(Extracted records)
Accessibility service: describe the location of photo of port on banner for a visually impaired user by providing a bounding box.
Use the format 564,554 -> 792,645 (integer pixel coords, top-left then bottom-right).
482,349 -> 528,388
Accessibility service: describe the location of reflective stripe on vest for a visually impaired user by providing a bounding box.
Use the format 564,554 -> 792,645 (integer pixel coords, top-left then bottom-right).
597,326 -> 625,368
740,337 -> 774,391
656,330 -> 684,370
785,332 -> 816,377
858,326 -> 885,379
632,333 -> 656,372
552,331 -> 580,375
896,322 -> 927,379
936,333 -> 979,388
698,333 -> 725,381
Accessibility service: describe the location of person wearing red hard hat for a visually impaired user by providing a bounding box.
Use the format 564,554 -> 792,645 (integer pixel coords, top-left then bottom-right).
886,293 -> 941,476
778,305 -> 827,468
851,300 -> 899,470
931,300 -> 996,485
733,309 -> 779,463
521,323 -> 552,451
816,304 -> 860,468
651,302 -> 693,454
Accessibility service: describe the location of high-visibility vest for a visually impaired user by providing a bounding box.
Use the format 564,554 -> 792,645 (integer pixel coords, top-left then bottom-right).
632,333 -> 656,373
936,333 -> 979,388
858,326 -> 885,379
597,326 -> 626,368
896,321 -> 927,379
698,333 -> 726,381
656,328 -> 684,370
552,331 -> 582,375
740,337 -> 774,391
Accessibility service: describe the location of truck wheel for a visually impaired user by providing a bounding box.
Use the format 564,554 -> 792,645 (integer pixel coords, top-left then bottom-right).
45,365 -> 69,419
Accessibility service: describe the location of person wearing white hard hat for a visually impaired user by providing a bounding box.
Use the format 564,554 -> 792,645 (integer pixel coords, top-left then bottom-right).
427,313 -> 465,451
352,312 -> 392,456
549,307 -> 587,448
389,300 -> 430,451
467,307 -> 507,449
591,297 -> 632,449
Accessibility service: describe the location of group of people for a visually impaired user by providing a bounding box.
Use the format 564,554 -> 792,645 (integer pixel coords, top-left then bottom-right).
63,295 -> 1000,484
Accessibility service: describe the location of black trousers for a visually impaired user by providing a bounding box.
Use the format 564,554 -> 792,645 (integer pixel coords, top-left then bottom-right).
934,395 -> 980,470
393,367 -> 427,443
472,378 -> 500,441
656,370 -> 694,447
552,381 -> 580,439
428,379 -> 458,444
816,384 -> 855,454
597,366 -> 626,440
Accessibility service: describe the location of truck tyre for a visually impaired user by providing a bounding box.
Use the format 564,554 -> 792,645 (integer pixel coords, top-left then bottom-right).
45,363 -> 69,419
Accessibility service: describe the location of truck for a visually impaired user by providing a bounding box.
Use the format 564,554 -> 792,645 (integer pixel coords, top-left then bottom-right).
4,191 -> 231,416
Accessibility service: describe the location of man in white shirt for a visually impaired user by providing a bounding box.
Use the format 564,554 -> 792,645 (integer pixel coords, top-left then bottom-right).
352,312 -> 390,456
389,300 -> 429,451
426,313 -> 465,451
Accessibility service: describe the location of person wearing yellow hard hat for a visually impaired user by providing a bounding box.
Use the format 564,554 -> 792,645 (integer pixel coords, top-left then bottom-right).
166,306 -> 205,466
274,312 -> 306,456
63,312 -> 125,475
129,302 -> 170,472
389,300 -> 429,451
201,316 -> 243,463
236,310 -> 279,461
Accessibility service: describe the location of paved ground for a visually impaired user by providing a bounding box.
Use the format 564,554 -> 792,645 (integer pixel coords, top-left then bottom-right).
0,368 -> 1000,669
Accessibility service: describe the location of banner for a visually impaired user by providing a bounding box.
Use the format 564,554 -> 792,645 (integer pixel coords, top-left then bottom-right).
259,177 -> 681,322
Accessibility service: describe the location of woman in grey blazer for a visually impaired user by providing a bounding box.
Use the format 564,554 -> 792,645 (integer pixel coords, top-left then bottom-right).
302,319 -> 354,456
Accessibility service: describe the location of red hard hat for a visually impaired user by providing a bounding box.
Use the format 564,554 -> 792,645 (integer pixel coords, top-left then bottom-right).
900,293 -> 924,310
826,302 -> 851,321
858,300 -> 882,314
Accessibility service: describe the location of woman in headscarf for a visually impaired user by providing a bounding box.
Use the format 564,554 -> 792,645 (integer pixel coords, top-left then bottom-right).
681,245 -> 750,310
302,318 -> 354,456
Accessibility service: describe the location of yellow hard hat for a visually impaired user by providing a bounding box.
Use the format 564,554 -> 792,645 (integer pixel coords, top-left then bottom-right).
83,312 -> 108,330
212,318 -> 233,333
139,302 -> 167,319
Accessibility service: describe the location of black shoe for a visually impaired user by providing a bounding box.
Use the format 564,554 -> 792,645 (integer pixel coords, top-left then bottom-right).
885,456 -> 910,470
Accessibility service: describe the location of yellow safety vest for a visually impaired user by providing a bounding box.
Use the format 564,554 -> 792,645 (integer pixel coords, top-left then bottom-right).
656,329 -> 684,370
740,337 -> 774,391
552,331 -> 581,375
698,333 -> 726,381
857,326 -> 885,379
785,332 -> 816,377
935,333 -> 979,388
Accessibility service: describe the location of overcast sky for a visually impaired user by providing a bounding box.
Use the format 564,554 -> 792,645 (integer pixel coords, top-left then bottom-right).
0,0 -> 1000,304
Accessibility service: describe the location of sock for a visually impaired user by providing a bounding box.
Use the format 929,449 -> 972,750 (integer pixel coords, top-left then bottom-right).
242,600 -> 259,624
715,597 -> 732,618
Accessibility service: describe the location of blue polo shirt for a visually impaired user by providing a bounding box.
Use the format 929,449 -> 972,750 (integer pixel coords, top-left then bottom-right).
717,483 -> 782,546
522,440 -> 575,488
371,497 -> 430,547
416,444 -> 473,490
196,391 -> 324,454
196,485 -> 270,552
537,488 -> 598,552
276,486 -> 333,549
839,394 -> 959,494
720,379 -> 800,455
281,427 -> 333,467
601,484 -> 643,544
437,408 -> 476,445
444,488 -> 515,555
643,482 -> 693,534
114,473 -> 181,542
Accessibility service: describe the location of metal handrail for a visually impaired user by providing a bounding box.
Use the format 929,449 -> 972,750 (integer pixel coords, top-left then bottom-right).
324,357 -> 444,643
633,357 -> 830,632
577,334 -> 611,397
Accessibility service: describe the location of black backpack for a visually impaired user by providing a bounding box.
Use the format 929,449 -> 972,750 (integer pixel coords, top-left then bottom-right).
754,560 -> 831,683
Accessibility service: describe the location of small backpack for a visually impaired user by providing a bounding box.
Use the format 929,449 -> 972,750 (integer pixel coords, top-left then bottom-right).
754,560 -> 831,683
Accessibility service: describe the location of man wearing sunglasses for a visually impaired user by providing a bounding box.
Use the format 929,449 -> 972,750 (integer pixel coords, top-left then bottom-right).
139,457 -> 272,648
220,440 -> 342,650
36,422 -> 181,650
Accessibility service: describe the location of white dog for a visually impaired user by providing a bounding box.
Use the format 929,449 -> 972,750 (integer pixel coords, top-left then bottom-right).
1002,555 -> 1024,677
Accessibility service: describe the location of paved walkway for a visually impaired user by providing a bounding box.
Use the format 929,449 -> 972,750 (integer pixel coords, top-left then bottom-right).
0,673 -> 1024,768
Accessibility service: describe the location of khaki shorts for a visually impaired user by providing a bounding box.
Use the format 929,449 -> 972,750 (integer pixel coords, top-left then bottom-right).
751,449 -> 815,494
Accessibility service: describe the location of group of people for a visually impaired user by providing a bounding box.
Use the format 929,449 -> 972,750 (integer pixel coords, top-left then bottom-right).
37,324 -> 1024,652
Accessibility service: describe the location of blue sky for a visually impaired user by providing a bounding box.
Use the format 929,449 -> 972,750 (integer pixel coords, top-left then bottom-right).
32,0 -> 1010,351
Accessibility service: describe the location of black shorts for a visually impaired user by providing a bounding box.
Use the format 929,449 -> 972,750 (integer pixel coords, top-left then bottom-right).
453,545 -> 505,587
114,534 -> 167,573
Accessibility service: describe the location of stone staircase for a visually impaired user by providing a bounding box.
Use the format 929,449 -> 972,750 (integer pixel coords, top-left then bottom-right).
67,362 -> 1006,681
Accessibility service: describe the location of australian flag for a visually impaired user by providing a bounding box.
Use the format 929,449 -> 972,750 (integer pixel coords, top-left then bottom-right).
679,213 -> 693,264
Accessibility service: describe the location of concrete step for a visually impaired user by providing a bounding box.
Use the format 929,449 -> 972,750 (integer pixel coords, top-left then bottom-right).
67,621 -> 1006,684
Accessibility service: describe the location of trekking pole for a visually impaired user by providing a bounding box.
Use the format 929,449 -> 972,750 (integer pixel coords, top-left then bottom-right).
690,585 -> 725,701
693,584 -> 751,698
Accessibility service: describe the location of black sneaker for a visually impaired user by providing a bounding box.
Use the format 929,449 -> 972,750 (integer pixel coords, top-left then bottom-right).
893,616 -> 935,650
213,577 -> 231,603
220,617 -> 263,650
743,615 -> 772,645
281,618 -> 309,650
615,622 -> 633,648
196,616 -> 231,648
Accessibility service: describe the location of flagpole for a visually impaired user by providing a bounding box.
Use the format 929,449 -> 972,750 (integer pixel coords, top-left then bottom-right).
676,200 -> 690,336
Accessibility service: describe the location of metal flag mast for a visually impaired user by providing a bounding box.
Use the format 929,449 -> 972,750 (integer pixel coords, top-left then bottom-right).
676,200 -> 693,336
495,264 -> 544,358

* Task objective *
Reproduce, word for word, the lines of the material from the one containing "Accessibility service: describe the location of truck tyre" to the one containing "426,313 -> 465,451", including both of those lines.

* Solution to the problem *
Accessibility service: describe the location of truck tyre for a visually impaired user by providing a bounding box.
Use the format 564,554 -> 792,645 (integer pixel coords, top-left then bottom-right).
45,363 -> 69,419
Accessibility service: describe the location of truck for a visually impaired user by providing a bounding box.
Use the format 564,554 -> 792,645 (integer pixel coords, top-left then bottom-right).
4,191 -> 231,416
Accessibility service: describe the location of man in white shirt for a visually impaired user by providing a bounding box.
Use the format 564,554 -> 792,645 (integer pixel coords, top-left then bottom-right).
352,312 -> 390,456
389,300 -> 429,451
426,313 -> 465,451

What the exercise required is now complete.